▶ **Task brief**:
Express every line of the records as a JSON list of strings, one string per line, omitting blank lines.

Named object pointing records:
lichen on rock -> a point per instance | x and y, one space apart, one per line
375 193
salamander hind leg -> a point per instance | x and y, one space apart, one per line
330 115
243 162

▶ **Output of the task**:
[
  "lichen on rock -> a point per instance | x and y, one space apart, one per line",
  "375 193",
  "salamander hind leg -> a point per instance | x and y, one space apart, one per line",
  "330 115",
  "243 162"
]